▶ _DATASET RECORDS_
▼▼▼
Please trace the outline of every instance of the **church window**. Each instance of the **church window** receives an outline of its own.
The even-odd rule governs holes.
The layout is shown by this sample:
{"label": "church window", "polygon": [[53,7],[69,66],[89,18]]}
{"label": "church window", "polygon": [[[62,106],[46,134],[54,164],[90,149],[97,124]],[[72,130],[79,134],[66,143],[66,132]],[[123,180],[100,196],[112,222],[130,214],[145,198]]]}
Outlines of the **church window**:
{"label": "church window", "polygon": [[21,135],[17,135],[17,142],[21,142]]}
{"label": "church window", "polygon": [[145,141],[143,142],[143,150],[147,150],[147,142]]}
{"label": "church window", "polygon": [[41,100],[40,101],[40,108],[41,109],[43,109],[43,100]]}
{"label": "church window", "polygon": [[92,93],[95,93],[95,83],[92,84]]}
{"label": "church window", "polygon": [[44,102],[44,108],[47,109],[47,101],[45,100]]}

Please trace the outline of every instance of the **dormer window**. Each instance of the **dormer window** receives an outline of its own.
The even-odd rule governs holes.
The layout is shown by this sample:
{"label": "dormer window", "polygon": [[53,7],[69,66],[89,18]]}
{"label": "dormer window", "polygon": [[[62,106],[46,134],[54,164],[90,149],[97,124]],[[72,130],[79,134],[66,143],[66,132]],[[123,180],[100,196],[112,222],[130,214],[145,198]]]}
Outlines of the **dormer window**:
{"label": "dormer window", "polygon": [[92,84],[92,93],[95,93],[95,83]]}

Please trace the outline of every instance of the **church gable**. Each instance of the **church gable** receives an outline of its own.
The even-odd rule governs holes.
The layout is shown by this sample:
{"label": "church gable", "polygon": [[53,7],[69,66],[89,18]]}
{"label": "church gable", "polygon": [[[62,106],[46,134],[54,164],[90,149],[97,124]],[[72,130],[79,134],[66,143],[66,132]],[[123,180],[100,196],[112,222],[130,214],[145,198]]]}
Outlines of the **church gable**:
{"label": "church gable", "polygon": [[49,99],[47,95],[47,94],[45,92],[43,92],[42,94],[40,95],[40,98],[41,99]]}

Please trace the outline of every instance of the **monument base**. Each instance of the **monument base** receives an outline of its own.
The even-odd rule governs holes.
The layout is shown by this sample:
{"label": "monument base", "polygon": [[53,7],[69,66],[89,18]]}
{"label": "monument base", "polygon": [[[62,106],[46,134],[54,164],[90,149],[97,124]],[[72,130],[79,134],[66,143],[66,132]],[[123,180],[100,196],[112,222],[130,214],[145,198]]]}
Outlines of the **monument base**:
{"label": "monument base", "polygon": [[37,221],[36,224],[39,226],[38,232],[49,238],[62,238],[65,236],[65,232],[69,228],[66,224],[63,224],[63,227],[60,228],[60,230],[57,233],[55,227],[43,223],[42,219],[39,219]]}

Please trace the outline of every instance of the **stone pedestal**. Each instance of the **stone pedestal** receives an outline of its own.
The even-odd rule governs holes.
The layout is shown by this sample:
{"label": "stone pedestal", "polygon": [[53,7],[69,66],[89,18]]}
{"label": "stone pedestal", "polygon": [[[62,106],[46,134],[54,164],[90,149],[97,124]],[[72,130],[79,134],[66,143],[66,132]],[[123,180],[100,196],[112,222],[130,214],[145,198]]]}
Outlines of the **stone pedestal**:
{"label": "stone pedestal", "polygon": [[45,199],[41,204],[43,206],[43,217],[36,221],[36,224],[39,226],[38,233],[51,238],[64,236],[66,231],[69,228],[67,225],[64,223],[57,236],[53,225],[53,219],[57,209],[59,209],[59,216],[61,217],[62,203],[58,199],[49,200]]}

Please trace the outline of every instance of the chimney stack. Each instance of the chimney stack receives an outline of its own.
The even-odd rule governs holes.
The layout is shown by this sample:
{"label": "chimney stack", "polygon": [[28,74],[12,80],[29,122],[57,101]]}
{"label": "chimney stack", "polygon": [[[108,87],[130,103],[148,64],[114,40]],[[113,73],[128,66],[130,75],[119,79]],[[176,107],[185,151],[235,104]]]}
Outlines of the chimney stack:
▲▲▲
▶ _WHAT TO PRODUCE_
Lay out every line of the entries above as a JSON list of strings, one string per line, leaving out blank lines.

▶ _THE OUTPUT_
[
  "Please trace the outline of every instance of the **church window**. Each instance of the **church window** receives an outline of its own.",
  "The even-odd rule governs holes.",
  "The layout is shown by this sample:",
  "{\"label\": \"church window\", \"polygon\": [[53,7],[69,66],[89,18]]}",
  "{\"label\": \"church window\", \"polygon\": [[[62,106],[46,134],[54,164],[90,149],[97,124]],[[72,130],[79,134],[66,143],[66,132]],[[123,180],[100,196],[112,222],[130,214],[145,198]]]}",
  "Outlines of the **church window**:",
  "{\"label\": \"church window\", \"polygon\": [[21,135],[17,135],[17,142],[21,142]]}",
  "{\"label\": \"church window\", \"polygon\": [[145,141],[143,142],[143,150],[147,150],[147,142]]}",
  "{\"label\": \"church window\", \"polygon\": [[41,100],[40,101],[40,108],[41,109],[43,109],[43,100]]}",
  "{\"label\": \"church window\", \"polygon\": [[92,93],[95,93],[95,83],[92,84]]}",
  "{\"label\": \"church window\", \"polygon\": [[44,102],[44,108],[47,109],[47,101],[45,100]]}",
  "Please trace the outline of every instance of the **dormer window**. Each instance of the **dormer window** receives an outline of its own.",
  "The even-odd rule governs holes.",
  "The layout is shown by this sample:",
  "{\"label\": \"dormer window\", \"polygon\": [[53,7],[69,66],[89,18]]}",
  "{\"label\": \"dormer window\", \"polygon\": [[[62,106],[46,134],[54,164],[90,149],[97,124]],[[72,130],[79,134],[66,143],[66,132]],[[123,180],[100,196],[112,222],[130,214],[145,198]]]}",
  "Outlines of the **dormer window**:",
  "{\"label\": \"dormer window\", \"polygon\": [[92,84],[92,93],[95,93],[95,83]]}",
  "Please trace the outline of every instance of the **church gable**. Each instance of the **church gable** receives an outline of its own.",
  "The even-odd rule governs holes.",
  "The layout is shown by this sample:",
  "{\"label\": \"church gable\", \"polygon\": [[53,7],[69,66],[89,18]]}",
  "{\"label\": \"church gable\", \"polygon\": [[[62,106],[46,134],[54,164],[90,149],[97,124]],[[72,130],[79,134],[66,143],[66,132]],[[123,180],[100,196],[112,222],[130,214],[145,198]]]}",
  "Outlines of the **church gable**:",
  "{\"label\": \"church gable\", \"polygon\": [[49,99],[47,95],[47,94],[45,92],[43,92],[42,94],[40,95],[40,98],[41,99]]}",
  "Please trace the outline of every instance of the **monument base**. Each instance of the **monument base** receives an outline of its own.",
  "The even-odd rule governs holes.",
  "The layout is shown by this sample:",
  "{\"label\": \"monument base\", \"polygon\": [[53,7],[69,66],[89,18]]}",
  "{\"label\": \"monument base\", \"polygon\": [[[62,106],[46,134],[54,164],[90,149],[97,124]],[[72,130],[79,134],[66,143],[66,132]],[[123,180],[100,196],[112,222],[130,214],[145,198]]]}",
  "Outlines of the **monument base**:",
  "{\"label\": \"monument base\", \"polygon\": [[37,221],[36,224],[39,226],[38,232],[49,238],[62,238],[65,236],[65,232],[69,228],[66,224],[63,224],[63,227],[60,228],[60,230],[57,233],[55,227],[43,223],[42,219],[39,219]]}",
  "Please trace the outline of every instance of the **stone pedestal**. Each instance of the **stone pedestal** receives an outline of its own.",
  "The even-odd rule governs holes.",
  "The layout is shown by this sample:",
  "{\"label\": \"stone pedestal\", \"polygon\": [[53,7],[69,66],[89,18]]}",
  "{\"label\": \"stone pedestal\", \"polygon\": [[[62,106],[46,134],[54,164],[90,149],[97,124]],[[72,130],[79,134],[66,143],[66,132]],[[123,180],[100,196],[112,222],[130,214],[145,198]]]}",
  "Outlines of the **stone pedestal**:",
  "{\"label\": \"stone pedestal\", \"polygon\": [[45,199],[41,204],[43,206],[43,217],[36,221],[36,224],[39,226],[38,233],[51,238],[64,236],[66,231],[69,228],[67,225],[64,223],[57,236],[53,225],[53,219],[57,209],[59,209],[59,216],[61,217],[62,203],[58,199],[49,200]]}",
  "Please trace the outline of every instance of the chimney stack. Each instance of the chimney stack receives an outline of its own.",
  "The even-odd rule governs holes.",
  "The layout is shown by this sample:",
  "{\"label\": \"chimney stack\", \"polygon\": [[28,74],[12,80],[29,122],[57,101]]}",
  "{\"label\": \"chimney stack\", \"polygon\": [[[108,87],[130,103],[148,64],[114,40]],[[113,73],[128,66],[130,75],[119,79]],[[176,107],[185,151],[235,104]]]}",
  "Outlines of the chimney stack:"
]